• Extract to read:
Content starts

Tennessee: Oak Ridge National Laboratory Optimizes Carbon Fiber Production, Reduces Carbon Fiber Costs by 30%
|Positive Impact:||ORNL is working to combat the high costs of hydrogen storage tanks with two new strategies.|
|Location:||Oak Ridge, Tennessee|
|Partners:||Oak Ridge National Lab, Virginia Tech, and FISIPE/SGL|
|EERE Investment:||$2M through FY13|
|Clean Energy Sector:||Sustainable transportation|
The high cost of aerospace-grade carbon fiber (CF) is currently a barrier to widespread commercialization of light-weight, high-pressure hydrogen and natural gas storage tanks. To combat the high costs of hydrogen storage tanks, the U.S. Department of Energy’s Oak Ridge National Laboratory (ORNL) is investigating two strategies that have the potential to significantly reduce the cost of aerospace-grade polyacrylonitrile (PAN) fibers.
One is optimizing lower-strength, commercial textile-grade PAN fibers—where the cost is lowered because the precursor fibers are mass produced from existing textile industry facilities. ORNL has recently reached a milestone where they demonstrated a two-fold increase in CF strength using precursor fibers produced from lower cost textile facility at FISIPE. The second strategy is to melt-spin the textile-grade PAN precursor fibers instead of the current very cost intensive wet-spinning process. ORNL has recently demonstrated the feasibility of producing CF from a melt-spun process and will continue to develop and optimize the process. Further optimization of these processes has the potential to result in carbon fibers with strengths needed to reinforce high-pressure tanks used in hydrogen storage systems at reduced cost.
The Fuel Cell Technologies Office (FCTO) conducts comprehensive efforts to overcome the technological, economic, and institutional barriers to the widespread commercialization of hydrogen and fuel cells.

Content ends

• Data excerpt:

Content starts

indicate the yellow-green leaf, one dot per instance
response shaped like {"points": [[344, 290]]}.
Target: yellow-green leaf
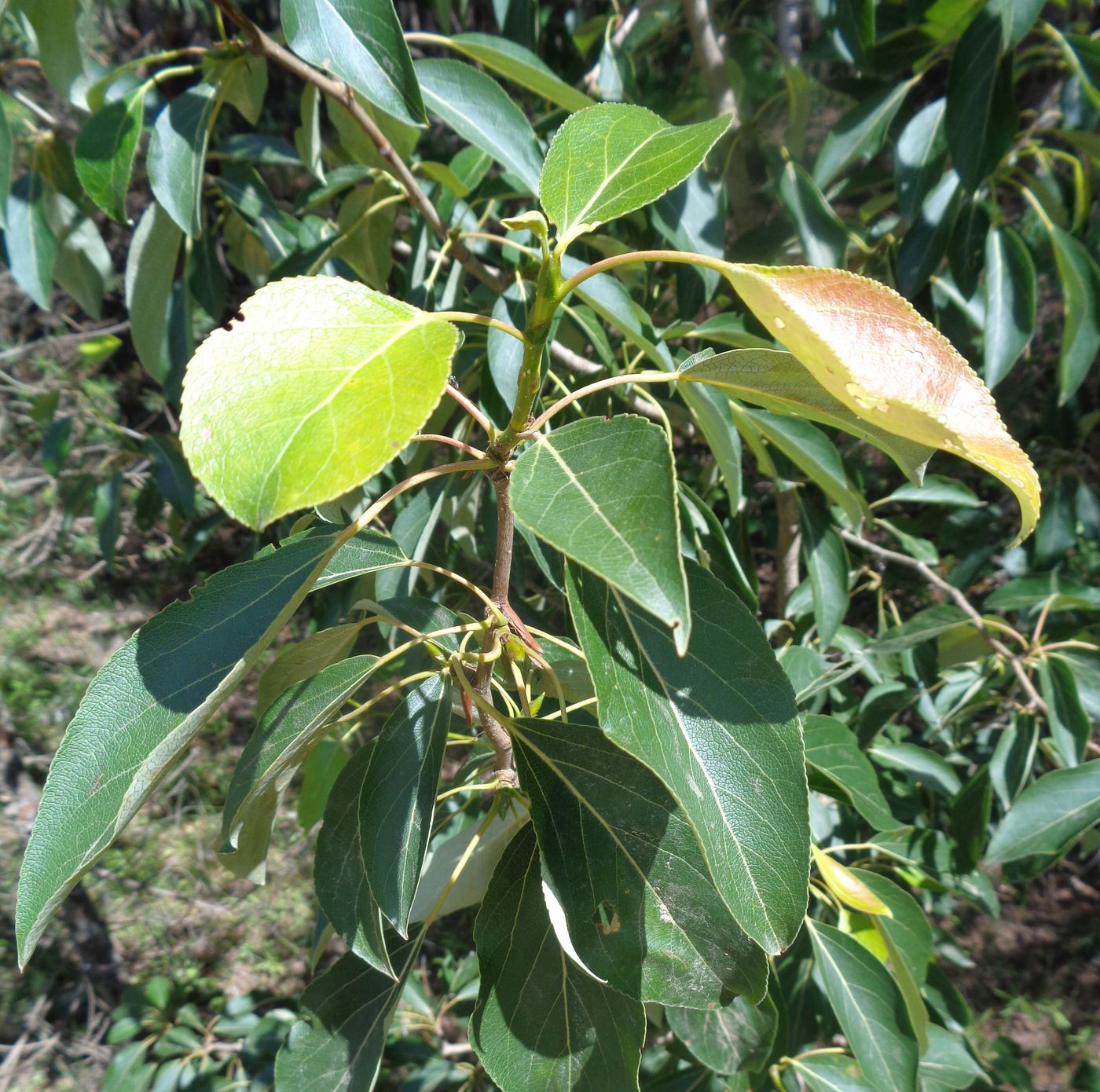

Content ends

• Task goal:
From the carbon fiber report, extract the passage that begins at the words "One is optimizing" and stops after "at reduced cost.". None of the material is needed.

• Result below:
One is optimizing lower-strength, commercial textile-grade PAN fibers—where the cost is lowered because the precursor fibers are mass produced from existing textile industry facilities. ORNL has recently reached a milestone where they demonstrated a two-fold increase in CF strength using precursor fibers produced from lower cost textile facility at FISIPE. The second strategy is to melt-spin the textile-grade PAN precursor fibers instead of the current very cost intensive wet-spinning process. ORNL has recently demonstrated the feasibility of producing CF from a melt-spun process and will continue to develop and optimize the process. Further optimization of these processes has the potential to result in carbon fibers with strengths needed to reinforce high-pressure tanks used in hydrogen storage systems at reduced cost.